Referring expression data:
___

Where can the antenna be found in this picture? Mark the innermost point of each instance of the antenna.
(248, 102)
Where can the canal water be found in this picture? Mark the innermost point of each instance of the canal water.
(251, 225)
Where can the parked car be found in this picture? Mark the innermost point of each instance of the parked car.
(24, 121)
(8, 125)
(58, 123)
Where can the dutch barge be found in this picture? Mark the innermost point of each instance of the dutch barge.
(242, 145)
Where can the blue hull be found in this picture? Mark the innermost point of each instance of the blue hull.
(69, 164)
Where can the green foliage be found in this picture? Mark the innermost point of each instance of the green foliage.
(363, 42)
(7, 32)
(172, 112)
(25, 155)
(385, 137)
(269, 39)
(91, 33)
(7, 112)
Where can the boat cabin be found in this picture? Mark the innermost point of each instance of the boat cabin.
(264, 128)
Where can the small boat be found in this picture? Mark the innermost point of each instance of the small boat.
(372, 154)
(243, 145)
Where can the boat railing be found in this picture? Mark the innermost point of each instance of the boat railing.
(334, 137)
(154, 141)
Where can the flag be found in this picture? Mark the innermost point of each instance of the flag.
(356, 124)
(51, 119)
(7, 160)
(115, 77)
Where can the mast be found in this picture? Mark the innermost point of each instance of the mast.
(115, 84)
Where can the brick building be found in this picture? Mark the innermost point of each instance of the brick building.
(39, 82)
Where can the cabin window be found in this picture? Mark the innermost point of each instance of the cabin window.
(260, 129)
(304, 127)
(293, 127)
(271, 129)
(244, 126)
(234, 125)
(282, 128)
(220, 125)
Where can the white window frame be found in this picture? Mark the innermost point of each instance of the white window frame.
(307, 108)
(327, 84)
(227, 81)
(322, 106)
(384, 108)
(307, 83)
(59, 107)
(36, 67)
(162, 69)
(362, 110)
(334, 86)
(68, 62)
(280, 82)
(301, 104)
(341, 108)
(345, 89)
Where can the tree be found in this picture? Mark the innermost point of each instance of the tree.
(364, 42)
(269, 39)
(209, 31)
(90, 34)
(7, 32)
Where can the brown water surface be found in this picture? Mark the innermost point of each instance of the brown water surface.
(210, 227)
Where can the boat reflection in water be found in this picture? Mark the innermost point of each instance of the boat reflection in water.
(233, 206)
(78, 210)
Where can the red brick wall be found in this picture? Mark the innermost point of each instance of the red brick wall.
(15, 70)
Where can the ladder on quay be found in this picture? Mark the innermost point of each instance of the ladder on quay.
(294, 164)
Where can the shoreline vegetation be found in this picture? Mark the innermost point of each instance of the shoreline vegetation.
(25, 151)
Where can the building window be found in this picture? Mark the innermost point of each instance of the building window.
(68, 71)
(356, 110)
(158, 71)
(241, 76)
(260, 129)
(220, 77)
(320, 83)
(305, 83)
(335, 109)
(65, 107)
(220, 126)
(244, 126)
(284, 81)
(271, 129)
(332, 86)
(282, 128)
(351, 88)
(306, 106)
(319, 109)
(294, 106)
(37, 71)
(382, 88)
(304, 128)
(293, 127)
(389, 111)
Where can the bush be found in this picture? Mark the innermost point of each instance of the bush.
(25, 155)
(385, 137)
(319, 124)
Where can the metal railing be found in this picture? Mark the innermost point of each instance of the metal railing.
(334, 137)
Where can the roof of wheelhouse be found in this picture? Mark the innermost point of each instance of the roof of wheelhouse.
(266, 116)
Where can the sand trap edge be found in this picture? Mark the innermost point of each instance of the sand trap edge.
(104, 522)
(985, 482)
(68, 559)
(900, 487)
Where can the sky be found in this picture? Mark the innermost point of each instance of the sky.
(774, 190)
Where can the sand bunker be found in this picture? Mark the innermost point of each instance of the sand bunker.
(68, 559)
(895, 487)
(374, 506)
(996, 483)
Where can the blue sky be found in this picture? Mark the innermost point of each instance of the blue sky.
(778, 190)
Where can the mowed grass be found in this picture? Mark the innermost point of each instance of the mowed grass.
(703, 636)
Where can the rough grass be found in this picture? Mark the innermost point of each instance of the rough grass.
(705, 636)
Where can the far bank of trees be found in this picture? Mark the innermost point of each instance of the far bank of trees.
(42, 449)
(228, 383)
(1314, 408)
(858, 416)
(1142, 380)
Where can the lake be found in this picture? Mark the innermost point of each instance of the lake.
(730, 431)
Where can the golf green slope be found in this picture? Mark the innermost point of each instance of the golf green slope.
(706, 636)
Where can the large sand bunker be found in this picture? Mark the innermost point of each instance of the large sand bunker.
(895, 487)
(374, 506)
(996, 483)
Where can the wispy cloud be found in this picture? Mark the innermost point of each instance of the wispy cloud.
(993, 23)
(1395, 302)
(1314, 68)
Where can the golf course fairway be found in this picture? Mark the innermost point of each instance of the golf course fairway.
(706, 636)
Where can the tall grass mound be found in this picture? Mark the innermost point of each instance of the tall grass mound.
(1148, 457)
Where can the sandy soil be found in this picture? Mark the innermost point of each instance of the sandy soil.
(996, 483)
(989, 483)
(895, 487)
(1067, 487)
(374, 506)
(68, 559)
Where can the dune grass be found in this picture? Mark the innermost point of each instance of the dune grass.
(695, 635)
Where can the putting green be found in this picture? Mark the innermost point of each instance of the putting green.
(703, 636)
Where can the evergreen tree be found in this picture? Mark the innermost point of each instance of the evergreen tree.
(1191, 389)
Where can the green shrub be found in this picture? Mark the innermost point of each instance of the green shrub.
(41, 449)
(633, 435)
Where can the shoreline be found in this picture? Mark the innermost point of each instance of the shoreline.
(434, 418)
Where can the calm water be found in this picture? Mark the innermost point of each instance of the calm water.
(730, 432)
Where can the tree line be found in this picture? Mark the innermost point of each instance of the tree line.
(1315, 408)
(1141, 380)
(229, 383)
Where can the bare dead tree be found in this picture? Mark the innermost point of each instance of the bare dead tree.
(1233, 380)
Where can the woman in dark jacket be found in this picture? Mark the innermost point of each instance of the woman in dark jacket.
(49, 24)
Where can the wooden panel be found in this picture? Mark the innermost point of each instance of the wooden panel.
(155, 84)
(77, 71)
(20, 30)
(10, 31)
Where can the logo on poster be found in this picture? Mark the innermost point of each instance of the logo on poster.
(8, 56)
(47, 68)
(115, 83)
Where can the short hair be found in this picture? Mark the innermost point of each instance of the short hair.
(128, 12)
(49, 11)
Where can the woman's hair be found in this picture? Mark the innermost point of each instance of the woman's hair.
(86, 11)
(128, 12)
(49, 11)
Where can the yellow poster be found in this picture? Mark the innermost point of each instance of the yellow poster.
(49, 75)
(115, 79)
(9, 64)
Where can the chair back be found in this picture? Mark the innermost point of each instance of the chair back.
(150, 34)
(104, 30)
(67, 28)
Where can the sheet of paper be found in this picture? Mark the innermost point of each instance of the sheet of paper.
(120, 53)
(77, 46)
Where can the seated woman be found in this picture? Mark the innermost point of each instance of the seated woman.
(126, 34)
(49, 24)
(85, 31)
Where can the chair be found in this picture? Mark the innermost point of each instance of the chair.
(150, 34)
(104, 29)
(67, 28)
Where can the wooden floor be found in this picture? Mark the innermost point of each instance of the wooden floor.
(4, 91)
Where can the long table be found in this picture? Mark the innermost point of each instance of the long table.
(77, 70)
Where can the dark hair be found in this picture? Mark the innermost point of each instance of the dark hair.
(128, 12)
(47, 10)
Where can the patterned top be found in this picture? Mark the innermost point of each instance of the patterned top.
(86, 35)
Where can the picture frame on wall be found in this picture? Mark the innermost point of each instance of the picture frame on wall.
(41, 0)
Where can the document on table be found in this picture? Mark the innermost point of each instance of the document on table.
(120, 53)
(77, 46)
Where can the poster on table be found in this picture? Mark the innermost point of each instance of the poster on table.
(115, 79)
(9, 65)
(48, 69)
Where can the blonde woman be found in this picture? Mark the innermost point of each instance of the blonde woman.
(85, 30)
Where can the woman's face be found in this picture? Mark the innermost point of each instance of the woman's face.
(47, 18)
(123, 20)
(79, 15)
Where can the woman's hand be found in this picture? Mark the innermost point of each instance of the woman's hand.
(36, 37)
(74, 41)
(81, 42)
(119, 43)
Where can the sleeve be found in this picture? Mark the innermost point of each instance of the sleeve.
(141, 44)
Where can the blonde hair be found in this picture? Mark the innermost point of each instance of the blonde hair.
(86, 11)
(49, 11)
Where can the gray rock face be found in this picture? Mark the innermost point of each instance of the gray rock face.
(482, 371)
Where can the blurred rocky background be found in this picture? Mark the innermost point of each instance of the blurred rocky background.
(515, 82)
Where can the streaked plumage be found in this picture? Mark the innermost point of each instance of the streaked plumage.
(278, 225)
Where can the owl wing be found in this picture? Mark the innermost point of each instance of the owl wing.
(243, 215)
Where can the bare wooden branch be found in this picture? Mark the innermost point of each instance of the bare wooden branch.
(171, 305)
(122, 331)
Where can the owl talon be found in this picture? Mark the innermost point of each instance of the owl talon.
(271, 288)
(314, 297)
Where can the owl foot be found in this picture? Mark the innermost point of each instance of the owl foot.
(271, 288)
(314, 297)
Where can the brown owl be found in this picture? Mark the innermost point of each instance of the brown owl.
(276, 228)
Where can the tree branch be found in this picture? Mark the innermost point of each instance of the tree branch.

___

:: ACTIVITY ::
Please give a word-for-word repetition of the lines from the one containing "Where can the streaked" through the last line of the data above, including both, and nothing besides.

:: RESPONSE AREA ::
Where can the streaked plumage be found in this picture? Mark the innermost point of each instance of the streaked plumage.
(278, 225)
Where can the owl wing be found in this picture? Mark the innermost point of each instance of the owl wing.
(243, 215)
Where can the bare wooden branch be found in this picture? Mark the innermost point of each instance of the bare wooden branch.
(171, 305)
(122, 331)
Where can the owl talon be found in this picture? Mark the innermost point of each instance of the owl talon.
(271, 288)
(314, 297)
Where can the owl foot be found in this picture? Mark the innermost point of each instance of the owl foot.
(271, 288)
(314, 297)
Where can the brown owl be found in this picture? Mark the innermost point of each instance of the brown owl.
(276, 228)
Where can the tree branch be found in this picture? Mark the innermost point of each instance of the tree branch.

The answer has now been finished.